** Objective **
Pick out every line in the records that contains the word "sunlight" and copy each of those lines.

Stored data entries
###

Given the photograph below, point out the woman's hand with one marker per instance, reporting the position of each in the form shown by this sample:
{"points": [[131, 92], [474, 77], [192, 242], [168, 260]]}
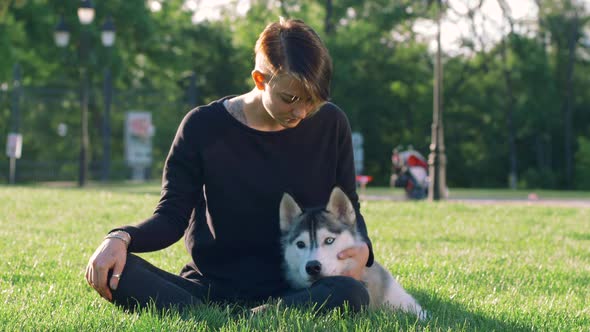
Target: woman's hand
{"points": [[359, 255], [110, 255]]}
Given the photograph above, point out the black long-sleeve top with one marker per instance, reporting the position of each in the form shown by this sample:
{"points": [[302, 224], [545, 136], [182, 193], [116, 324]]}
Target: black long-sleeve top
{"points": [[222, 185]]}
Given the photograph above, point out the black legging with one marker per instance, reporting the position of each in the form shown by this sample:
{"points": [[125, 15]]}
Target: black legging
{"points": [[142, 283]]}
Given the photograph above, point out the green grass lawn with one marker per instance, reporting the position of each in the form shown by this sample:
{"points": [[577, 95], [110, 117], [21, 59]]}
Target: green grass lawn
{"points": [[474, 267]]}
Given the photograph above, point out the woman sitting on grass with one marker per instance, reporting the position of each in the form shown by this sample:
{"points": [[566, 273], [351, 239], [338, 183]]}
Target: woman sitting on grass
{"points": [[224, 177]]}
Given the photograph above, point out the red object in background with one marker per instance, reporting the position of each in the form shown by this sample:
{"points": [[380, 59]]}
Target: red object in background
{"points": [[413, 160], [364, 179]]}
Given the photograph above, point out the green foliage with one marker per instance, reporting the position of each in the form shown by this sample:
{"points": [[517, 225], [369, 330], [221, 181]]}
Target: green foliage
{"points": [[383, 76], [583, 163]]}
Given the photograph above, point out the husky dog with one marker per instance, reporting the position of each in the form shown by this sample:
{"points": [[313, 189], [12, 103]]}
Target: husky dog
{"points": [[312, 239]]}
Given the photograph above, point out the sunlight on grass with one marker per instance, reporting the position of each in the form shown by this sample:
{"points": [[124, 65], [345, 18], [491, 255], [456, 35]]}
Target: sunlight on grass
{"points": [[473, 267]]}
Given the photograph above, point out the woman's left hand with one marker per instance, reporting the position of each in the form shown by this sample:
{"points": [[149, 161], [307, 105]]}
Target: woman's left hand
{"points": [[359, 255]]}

###

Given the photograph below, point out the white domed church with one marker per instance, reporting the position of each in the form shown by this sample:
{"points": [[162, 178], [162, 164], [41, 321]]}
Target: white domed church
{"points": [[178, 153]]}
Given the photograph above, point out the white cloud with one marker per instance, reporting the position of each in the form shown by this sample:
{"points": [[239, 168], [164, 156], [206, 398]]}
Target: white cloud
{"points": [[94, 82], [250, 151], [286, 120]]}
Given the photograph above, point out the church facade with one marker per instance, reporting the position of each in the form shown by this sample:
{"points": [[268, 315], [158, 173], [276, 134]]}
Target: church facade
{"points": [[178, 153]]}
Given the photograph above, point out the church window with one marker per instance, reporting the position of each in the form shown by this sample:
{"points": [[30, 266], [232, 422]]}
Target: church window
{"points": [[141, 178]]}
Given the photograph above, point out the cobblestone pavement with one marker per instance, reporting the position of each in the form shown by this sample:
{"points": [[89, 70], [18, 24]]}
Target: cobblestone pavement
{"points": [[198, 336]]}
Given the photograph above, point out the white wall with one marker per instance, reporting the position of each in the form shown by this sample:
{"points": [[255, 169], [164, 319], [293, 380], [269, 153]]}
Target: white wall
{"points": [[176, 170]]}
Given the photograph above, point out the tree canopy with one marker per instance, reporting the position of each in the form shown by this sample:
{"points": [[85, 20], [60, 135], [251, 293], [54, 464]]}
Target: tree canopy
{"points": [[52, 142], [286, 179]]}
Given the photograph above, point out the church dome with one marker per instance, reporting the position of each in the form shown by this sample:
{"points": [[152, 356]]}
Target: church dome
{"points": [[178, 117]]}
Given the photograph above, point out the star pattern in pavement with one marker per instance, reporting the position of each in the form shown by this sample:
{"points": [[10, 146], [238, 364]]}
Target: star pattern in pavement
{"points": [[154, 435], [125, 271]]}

###

** The completed task **
Given the photograph above, point out the sunlight on grass with one marker per instance, reporting the position of each in the form shown by this sample:
Target: sunlight on grass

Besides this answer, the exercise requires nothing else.